▶ _Task goal_
Look through the listing below and work out how many of its lines hold the word "instance". Give only the number.

▶ _Provided material_
*** Block opens ***
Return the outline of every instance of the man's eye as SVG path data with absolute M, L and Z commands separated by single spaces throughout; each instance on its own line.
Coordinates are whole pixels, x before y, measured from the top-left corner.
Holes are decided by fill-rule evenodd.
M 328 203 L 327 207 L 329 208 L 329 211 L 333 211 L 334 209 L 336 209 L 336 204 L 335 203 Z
*** Block closes ***
*** Block opens ***
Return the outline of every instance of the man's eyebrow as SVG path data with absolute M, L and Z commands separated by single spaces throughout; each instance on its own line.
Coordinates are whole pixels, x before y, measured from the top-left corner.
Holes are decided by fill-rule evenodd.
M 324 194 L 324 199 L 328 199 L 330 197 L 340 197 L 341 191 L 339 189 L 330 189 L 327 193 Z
*** Block closes ***
▶ _Task response_
2